** Start Source text **

- Artist: Vladimir Menshikov
- Year: 1975
- Medium: Soviet poster
- Subject: Atheism, anti-religious propaganda

= There is no God! =

1975 Soviet propaganda poster created by Vladimir Menshikov

There is no God! (Бога нет!, transliterated: Boga net! or Boga nyet!) is a 1975 Soviet communist propaganda poster created by graphic artist Vladimir Menshikov. One of the most iconic examples of Soviet anti-religious propaganda, the poster features a cosmonaut in space declaring, "There is no God!", referencing a famous remark by Soviet cosmonaut Gherman Titov in 1962. Sometimes the saying is attributed to Yuri Gagarin.

== Background ==
In 1962, Gherman Titov, the second person to orbit the Earth after Yuri Gagarin, visited the Century 21 Exposition (also known as the Seattle World's Fair) in Seattle, United States. In a press conference, when asked how spaceflight had affected his worldview, Titov stated:

Sometimes people are saying that God is out there. I was looking around attentively all day but I didn't find anybody there. I saw neither angels nor God.

He added:

Up until the orbital flight of Major Gagarin, no god was helping make the rocket. The rocket was made certainly by our people and the flight was carried out by man. So I don't believe in God. I believe in man – in his strengths, his possibilities, and his reason.

These remarks, widely reported in the American press, were interpreted as a blunt affirmation of Soviet atheism, sparking controversy and criticism in Western media.

** End Source text **
** Start Data supplied **

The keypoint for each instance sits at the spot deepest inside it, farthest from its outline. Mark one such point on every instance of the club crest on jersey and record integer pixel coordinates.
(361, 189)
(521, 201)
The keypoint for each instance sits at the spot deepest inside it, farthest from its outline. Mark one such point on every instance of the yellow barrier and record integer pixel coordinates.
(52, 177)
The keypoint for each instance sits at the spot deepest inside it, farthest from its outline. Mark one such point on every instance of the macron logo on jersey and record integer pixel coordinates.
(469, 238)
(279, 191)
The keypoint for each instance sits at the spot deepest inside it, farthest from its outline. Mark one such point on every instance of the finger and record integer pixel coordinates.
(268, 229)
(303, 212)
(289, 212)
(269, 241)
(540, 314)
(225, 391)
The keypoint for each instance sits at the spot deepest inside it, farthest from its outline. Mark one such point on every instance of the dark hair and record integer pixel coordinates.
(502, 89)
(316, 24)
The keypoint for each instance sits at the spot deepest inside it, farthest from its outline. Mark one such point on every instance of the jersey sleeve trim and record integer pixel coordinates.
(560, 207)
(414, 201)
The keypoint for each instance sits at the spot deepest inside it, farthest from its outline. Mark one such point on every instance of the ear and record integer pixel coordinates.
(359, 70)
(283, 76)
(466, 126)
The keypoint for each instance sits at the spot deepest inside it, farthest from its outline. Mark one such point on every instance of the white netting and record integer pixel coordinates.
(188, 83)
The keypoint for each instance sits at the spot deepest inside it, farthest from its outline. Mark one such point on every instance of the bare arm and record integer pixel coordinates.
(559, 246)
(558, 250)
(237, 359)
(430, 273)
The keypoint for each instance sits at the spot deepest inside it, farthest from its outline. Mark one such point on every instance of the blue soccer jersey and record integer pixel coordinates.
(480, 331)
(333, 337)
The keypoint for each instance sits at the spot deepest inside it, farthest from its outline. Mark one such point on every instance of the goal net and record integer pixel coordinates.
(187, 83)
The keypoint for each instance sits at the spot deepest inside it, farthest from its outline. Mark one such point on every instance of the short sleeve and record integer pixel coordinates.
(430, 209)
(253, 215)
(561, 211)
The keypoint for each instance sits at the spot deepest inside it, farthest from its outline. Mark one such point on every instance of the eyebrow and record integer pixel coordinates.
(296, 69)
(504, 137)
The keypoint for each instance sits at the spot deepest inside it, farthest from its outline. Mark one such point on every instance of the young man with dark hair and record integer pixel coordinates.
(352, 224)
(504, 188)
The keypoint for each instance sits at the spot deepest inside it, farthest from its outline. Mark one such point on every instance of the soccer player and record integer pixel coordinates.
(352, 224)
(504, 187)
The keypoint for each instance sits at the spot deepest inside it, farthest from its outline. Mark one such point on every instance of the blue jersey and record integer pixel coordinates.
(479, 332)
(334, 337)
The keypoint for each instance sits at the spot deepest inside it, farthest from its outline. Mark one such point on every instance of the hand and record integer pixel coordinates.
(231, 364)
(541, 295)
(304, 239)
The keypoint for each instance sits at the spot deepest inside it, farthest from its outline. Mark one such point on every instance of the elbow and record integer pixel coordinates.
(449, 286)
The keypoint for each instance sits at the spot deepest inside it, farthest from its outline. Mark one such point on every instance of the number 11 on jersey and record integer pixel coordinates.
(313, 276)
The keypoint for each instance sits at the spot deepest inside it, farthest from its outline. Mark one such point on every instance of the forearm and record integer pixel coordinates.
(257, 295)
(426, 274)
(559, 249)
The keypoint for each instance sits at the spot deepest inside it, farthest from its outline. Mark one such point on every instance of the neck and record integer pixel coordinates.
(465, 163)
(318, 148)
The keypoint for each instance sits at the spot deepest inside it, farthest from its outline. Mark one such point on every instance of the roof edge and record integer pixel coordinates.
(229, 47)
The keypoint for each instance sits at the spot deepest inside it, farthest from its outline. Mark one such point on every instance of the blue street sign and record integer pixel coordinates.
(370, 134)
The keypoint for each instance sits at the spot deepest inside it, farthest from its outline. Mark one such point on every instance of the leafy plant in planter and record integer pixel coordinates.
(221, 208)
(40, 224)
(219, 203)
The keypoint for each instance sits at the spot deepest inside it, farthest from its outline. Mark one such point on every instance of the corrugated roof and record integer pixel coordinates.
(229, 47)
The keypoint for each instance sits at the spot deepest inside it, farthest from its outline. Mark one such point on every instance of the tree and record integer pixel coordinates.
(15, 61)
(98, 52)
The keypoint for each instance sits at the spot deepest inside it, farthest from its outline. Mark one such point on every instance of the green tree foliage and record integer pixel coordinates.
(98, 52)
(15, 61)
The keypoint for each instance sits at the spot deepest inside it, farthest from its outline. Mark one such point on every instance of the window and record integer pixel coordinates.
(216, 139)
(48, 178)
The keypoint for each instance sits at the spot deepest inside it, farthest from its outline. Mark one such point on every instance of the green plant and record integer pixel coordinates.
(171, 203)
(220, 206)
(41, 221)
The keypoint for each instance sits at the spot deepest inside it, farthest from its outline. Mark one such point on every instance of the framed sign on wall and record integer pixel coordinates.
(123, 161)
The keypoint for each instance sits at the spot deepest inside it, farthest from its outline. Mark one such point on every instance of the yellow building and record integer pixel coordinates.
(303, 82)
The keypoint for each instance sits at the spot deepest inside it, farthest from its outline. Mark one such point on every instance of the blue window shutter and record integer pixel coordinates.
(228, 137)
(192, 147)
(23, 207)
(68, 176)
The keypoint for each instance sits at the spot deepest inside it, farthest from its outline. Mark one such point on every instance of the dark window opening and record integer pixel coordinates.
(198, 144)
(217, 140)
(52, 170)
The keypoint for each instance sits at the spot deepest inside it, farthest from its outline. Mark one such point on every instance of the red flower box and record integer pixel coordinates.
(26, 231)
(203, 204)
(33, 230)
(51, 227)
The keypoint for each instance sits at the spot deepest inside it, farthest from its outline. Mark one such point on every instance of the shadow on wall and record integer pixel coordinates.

** End Data supplied **

Decide whether each statement below agrees with the text about the "There is no God!" poster. Answer yes or no for each, and quote the words from the text that decide it. (a) Titov made his remarks at a press conference while visiting the Seattle World's Fair. (b) Titov was the first person to orbit the Earth. (c) Menshikov created the poster in 1962.

Task solution —
(a) Yes: "visited the Century 21 Exposition (also known as the Seattle World's Fair)" and "In a press conference, when asked how spaceflight had affected his worldview, Titov stated"
(b) No: "the second person to orbit the Earth after Yuri Gagarin"
(c) No: "is a 1975 Soviet communist propaganda poster created by graphic artist Vladimir Menshikov"